— Start Record list —

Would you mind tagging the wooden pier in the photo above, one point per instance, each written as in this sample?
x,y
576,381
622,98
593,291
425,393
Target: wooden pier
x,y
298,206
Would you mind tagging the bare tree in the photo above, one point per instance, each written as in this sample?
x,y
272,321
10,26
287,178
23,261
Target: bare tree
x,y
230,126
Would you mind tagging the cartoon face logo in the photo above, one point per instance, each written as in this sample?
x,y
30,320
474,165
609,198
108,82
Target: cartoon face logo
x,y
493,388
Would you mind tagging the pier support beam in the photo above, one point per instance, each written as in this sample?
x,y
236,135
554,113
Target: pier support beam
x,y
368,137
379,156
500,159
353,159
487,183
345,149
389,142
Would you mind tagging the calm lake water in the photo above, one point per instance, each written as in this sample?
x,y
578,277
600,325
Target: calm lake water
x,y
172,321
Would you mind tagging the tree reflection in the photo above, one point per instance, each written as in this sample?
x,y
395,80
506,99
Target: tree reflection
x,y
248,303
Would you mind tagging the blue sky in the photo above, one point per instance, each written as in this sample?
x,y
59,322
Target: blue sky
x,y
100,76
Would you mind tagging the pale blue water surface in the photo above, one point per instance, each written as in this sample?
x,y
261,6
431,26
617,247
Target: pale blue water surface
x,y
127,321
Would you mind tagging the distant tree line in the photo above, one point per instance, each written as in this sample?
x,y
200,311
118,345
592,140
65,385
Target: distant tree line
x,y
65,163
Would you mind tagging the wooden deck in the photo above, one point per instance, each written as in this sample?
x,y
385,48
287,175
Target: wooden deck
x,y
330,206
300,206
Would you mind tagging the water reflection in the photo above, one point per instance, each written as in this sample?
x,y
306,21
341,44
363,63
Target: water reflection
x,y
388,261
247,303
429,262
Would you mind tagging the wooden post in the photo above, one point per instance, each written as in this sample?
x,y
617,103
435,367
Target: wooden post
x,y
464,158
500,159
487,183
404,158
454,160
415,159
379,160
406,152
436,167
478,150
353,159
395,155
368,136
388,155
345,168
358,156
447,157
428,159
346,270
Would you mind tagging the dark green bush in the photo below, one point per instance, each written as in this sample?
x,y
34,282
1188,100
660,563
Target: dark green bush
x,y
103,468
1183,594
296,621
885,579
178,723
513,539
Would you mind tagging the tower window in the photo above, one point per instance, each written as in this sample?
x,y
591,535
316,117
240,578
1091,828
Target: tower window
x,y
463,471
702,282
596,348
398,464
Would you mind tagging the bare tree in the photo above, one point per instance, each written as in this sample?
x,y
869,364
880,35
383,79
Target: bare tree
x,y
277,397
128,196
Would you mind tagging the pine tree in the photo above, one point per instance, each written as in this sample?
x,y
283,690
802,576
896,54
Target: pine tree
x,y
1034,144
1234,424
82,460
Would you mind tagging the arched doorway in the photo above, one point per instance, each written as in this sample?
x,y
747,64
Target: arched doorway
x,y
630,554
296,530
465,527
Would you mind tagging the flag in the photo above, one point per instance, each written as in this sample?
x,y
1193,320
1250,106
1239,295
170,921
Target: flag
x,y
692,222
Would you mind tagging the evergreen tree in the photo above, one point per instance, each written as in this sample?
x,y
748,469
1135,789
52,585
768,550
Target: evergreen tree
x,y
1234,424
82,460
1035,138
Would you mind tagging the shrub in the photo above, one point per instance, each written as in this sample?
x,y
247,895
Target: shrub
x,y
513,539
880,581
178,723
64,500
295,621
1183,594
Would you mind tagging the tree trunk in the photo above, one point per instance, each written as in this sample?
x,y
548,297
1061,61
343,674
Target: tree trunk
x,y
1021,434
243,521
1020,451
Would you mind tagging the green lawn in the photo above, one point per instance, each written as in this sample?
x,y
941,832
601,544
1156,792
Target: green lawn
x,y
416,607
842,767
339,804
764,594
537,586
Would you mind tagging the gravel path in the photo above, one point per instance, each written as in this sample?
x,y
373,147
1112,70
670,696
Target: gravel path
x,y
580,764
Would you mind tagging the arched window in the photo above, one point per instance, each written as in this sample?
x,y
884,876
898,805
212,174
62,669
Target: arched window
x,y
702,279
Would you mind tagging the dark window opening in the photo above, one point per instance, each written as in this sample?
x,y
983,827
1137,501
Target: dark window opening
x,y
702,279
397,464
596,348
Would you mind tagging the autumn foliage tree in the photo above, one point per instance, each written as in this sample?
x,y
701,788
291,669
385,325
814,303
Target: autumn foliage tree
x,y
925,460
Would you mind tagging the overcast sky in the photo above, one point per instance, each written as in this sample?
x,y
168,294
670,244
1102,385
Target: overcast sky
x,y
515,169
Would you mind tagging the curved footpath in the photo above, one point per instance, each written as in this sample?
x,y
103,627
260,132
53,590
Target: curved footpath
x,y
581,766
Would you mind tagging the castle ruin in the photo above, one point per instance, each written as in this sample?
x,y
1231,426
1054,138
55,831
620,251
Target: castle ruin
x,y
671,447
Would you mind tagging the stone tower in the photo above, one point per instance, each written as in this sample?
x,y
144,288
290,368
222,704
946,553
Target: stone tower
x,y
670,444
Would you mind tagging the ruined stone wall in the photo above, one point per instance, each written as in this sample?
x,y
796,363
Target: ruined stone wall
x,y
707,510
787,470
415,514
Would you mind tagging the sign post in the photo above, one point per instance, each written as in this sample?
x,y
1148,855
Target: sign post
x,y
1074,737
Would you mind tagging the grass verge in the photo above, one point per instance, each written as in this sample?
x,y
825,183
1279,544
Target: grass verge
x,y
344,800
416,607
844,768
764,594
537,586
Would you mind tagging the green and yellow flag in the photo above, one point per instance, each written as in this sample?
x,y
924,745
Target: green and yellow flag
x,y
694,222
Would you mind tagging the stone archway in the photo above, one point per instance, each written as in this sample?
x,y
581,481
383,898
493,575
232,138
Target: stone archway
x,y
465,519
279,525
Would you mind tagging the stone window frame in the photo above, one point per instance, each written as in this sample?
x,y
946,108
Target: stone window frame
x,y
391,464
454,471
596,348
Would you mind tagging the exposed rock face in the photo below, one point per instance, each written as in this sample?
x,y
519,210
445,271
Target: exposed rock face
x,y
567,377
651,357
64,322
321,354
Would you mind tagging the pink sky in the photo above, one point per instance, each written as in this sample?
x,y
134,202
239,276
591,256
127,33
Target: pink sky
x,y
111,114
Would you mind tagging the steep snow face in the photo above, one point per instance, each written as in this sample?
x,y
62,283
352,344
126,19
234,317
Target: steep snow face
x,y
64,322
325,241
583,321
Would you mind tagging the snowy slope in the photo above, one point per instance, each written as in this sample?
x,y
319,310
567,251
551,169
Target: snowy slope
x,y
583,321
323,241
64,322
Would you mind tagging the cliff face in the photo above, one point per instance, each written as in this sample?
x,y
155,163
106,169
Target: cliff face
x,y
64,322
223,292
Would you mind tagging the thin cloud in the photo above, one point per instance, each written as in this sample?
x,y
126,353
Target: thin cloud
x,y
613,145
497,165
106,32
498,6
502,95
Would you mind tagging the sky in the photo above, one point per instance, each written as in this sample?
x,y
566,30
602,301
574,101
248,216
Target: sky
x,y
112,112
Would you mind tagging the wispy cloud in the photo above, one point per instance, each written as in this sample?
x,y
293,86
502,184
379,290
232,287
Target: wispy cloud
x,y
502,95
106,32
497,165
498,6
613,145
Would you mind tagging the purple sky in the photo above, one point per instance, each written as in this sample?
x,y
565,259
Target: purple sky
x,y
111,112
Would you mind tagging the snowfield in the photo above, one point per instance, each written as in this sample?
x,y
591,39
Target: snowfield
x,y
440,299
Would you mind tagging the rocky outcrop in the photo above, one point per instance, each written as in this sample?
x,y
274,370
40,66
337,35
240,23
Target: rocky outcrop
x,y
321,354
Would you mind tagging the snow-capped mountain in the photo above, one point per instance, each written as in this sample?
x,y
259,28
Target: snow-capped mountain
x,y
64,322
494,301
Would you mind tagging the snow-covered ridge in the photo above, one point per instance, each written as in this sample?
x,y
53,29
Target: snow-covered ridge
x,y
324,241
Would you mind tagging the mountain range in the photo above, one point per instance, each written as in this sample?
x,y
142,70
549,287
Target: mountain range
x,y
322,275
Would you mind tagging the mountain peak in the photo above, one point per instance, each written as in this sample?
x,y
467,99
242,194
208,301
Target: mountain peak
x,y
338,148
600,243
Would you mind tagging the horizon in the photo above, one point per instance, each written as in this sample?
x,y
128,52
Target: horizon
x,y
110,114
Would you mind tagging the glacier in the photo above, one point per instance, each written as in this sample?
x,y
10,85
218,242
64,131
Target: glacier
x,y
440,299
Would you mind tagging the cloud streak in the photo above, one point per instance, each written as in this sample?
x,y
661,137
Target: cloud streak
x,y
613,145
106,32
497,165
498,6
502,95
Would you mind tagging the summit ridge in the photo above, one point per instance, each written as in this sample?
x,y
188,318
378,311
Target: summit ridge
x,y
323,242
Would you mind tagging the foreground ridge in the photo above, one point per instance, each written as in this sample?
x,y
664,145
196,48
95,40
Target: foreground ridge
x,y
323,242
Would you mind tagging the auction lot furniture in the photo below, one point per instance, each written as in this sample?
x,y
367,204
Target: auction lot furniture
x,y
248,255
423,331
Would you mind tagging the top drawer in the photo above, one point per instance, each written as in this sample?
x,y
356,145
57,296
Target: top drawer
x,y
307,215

— End Record list —

▸ **What the exercise asks**: Quote, without alteration, the final stretch of the entries: the line with "Would you mind tagging the summit" onward to the last line.

▸ **Result**:
Would you mind tagging the summit ridge in the photo above, one point per instance, each written as in this sample?
x,y
188,318
378,311
Target: summit ridge
x,y
323,242
Would you mind tagging the foreground ridge in the photo above, one point per instance, each written as in this sample?
x,y
664,145
196,48
95,40
Target: foreground ridge
x,y
323,242
Would you mind tagging the auction lot furniture in the photo below, one point per instance, each written as in this sample?
x,y
367,204
Target: auction lot furniture
x,y
248,255
423,331
Would you mind tagging the top drawer in the photo above, one point per instance, each written as in this sample?
x,y
356,145
57,296
Target: top drawer
x,y
307,215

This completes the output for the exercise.